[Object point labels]
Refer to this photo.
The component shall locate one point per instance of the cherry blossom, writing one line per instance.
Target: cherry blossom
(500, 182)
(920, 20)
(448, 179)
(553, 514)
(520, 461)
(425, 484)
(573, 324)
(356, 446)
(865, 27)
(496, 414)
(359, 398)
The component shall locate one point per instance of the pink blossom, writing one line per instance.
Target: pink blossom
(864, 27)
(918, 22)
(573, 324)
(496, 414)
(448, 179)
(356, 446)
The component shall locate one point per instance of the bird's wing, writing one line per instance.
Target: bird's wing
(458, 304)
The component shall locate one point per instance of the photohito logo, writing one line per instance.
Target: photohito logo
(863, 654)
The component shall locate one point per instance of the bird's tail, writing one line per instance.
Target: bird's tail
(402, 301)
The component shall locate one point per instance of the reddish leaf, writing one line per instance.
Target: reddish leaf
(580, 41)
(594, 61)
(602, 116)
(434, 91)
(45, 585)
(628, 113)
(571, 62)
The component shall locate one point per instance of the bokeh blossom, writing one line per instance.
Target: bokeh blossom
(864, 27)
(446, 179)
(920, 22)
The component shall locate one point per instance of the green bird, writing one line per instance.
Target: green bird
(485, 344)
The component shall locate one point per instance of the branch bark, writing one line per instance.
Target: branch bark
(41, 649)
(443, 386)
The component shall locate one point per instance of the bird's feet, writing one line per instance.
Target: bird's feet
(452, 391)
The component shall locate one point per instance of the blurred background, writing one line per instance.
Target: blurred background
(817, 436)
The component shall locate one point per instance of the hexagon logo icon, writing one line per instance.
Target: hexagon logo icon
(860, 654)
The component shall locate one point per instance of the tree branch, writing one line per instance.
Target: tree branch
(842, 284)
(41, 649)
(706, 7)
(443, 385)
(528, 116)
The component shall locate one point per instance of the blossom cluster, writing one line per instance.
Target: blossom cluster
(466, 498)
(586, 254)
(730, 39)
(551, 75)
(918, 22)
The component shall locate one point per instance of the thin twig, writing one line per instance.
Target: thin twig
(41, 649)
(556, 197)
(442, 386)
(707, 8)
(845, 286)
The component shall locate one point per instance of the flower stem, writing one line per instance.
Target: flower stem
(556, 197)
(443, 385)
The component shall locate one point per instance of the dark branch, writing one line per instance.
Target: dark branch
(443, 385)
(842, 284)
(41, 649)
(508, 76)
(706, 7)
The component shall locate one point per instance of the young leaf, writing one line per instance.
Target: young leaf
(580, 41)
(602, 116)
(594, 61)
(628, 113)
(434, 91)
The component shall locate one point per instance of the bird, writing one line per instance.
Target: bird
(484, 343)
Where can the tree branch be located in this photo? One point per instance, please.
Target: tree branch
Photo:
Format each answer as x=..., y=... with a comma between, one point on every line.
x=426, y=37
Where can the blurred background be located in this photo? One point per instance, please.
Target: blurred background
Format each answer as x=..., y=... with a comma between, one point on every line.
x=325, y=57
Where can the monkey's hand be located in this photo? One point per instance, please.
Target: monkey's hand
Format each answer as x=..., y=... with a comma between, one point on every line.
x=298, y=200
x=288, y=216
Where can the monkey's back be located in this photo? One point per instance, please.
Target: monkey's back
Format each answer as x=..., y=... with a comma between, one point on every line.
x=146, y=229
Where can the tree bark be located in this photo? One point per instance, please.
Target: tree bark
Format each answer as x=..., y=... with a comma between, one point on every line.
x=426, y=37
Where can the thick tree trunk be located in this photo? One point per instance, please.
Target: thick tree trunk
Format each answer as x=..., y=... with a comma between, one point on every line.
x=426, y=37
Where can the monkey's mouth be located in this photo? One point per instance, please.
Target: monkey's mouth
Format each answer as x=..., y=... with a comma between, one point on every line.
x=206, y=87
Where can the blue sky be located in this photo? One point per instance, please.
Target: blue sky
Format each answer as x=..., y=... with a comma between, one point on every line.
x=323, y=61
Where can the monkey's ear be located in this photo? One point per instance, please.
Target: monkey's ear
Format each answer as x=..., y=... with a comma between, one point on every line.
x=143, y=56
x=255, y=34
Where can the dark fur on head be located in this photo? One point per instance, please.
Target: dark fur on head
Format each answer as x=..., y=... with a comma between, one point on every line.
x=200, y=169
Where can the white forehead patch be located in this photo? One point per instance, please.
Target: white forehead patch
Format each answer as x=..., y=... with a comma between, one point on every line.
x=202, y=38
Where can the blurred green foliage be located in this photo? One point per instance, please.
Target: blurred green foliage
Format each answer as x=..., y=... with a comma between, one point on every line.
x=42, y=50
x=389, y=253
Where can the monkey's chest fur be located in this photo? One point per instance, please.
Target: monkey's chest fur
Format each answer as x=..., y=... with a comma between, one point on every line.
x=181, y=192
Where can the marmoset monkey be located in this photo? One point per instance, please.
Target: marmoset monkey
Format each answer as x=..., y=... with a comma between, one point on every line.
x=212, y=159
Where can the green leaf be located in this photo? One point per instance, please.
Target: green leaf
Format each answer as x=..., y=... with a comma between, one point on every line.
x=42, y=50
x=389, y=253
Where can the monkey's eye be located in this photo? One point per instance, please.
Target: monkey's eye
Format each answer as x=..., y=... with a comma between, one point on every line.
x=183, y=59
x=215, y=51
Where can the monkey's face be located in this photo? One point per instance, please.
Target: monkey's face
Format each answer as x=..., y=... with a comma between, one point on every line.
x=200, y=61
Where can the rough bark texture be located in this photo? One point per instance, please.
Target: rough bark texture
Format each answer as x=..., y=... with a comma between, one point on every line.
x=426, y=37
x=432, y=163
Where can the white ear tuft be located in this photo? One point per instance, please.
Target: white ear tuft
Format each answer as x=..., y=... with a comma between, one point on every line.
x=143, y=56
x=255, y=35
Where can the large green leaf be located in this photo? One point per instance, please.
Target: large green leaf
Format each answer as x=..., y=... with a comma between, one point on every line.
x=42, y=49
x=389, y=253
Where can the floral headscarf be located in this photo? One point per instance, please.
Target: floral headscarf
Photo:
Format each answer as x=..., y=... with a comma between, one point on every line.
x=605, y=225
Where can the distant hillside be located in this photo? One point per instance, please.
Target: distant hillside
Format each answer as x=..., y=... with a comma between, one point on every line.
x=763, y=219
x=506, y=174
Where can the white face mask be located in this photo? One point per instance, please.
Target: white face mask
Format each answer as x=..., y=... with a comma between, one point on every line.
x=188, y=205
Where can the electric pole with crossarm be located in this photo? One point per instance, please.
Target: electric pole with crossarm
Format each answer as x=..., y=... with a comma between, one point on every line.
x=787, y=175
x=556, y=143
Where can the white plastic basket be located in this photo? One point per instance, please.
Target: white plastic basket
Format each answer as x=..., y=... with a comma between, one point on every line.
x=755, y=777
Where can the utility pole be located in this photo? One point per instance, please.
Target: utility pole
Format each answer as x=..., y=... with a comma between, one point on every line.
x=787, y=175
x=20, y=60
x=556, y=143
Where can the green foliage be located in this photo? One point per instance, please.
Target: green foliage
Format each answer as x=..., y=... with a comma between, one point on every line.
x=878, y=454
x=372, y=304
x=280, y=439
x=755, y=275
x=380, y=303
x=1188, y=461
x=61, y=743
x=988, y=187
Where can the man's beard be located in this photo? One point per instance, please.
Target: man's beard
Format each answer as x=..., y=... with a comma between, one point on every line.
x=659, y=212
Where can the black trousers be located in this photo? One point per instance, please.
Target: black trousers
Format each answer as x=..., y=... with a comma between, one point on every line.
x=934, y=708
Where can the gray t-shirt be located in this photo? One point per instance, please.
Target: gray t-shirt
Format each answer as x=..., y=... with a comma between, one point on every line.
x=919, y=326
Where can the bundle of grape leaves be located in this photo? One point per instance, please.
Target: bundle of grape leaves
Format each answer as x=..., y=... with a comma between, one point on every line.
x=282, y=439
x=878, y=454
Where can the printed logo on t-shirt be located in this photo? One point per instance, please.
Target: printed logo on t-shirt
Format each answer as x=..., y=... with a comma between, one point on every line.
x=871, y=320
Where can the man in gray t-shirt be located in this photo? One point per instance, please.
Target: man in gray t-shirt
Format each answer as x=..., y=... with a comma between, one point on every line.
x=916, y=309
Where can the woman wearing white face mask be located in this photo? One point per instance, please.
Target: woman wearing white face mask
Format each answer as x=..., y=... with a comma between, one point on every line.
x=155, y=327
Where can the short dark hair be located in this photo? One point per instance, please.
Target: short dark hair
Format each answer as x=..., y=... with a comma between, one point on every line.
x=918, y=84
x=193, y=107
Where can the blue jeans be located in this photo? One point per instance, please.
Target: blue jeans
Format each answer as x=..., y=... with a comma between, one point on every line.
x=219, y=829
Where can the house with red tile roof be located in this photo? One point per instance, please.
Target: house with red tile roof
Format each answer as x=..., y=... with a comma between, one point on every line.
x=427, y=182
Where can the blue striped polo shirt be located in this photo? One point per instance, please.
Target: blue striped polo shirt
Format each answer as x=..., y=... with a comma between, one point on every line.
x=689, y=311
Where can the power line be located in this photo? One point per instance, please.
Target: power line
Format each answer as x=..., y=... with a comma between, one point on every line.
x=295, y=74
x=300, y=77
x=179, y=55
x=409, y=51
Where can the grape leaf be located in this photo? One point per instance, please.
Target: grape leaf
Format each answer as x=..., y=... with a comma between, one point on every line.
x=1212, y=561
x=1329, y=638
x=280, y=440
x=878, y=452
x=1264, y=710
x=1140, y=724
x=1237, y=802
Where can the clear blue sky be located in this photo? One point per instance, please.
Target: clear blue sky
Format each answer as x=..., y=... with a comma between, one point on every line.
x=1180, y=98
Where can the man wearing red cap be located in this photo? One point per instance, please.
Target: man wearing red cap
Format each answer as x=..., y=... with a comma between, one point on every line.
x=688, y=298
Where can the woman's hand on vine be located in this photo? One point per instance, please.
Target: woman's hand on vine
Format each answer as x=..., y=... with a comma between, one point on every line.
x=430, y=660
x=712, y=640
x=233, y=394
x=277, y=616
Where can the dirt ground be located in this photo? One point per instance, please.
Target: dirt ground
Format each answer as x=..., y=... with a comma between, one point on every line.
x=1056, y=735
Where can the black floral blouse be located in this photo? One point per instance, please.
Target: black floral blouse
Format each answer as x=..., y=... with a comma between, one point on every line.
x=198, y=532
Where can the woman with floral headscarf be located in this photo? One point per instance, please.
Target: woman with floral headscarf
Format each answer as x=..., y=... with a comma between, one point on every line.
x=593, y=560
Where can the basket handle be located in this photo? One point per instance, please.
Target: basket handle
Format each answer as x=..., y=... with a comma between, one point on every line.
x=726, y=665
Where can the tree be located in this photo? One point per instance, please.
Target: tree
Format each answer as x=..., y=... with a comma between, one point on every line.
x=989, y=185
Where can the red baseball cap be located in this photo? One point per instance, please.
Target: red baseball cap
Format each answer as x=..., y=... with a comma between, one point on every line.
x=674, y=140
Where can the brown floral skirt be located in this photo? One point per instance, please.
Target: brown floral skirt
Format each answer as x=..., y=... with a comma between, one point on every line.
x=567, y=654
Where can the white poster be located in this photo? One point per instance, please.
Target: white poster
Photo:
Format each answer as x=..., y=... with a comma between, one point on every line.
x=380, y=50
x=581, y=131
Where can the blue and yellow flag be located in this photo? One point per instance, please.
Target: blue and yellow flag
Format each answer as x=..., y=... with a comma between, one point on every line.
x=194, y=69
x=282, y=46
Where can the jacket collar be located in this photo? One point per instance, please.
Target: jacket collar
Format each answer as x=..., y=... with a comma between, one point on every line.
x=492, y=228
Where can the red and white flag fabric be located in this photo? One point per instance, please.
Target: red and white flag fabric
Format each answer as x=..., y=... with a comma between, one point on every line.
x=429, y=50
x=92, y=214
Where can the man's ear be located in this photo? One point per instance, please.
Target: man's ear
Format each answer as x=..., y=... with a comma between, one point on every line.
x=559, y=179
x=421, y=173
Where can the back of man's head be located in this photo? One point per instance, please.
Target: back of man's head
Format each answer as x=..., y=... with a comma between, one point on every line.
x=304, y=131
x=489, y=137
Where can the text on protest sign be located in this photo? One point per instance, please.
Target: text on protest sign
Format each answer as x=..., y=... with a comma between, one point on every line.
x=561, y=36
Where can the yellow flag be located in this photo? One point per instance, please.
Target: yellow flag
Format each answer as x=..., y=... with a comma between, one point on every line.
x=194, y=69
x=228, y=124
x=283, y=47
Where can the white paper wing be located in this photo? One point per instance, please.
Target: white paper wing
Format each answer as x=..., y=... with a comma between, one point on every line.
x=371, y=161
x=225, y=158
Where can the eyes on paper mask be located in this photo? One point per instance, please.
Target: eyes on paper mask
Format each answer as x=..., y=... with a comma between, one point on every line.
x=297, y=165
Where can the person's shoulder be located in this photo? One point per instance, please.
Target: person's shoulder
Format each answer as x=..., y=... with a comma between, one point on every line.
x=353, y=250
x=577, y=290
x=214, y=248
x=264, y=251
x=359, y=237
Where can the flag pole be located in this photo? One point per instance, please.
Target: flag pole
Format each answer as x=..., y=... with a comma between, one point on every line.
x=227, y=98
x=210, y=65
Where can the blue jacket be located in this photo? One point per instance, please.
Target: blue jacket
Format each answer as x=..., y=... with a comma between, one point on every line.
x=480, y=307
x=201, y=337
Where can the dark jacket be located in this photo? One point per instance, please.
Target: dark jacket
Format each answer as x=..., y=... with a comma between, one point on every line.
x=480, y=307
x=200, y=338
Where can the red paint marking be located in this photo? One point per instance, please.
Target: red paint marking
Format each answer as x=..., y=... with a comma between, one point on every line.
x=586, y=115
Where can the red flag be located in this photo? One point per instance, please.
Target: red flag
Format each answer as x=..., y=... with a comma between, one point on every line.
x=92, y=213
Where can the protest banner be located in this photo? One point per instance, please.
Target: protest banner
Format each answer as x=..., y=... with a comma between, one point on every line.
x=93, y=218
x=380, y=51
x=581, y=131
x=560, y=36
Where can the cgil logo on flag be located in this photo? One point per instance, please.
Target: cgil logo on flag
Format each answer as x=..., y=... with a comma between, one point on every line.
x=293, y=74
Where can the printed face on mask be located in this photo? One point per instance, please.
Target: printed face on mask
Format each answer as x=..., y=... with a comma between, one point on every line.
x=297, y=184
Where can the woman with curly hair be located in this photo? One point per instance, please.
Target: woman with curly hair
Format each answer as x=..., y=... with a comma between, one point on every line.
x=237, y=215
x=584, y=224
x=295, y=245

• Task goal
Please copy the items again, from the line containing "Where can the white face" through the line containing "x=919, y=326", including both of those lines.

• Response to the exercise
Where can the white face mask be located in this photo? One point per instance, please.
Target: white face mask
Format each answer as x=..., y=... with a comma between, one point on every line.
x=188, y=205
Where can the electric pole with crossarm be located in this photo? One point per instance, please.
Target: electric pole with crossarm
Format each answer as x=..., y=... with a comma between, one point on every line.
x=787, y=175
x=556, y=143
Where can the white plastic basket be located in this photo? One point per instance, please.
Target: white plastic basket
Format each answer as x=..., y=... with a comma between, one point on every line.
x=755, y=777
Where can the utility pole be located in this photo? One point per instance, please.
Target: utility pole
Format each answer as x=..., y=... with a comma between, one point on every line.
x=787, y=175
x=20, y=60
x=556, y=143
Where can the green foliage be located in this photo? One point per instance, please.
Target: green foliage
Format each answer as x=..., y=... with a comma between, one point on every line.
x=878, y=454
x=372, y=304
x=280, y=439
x=755, y=275
x=380, y=303
x=1188, y=461
x=61, y=743
x=988, y=187
Where can the man's beard be located in this photo? One point per instance, please.
Target: man's beard
Format each answer as x=..., y=... with a comma between, one point on every line.
x=659, y=212
Where can the black trousers be located in this photo? One point per instance, please.
Target: black trousers
Format each answer as x=..., y=... with a comma between, one point on every line.
x=934, y=708
Where can the gray t-shirt be located in this photo? One point per instance, please.
Target: gray t-shirt
Format each answer as x=..., y=... with a comma between, one point on every line.
x=919, y=326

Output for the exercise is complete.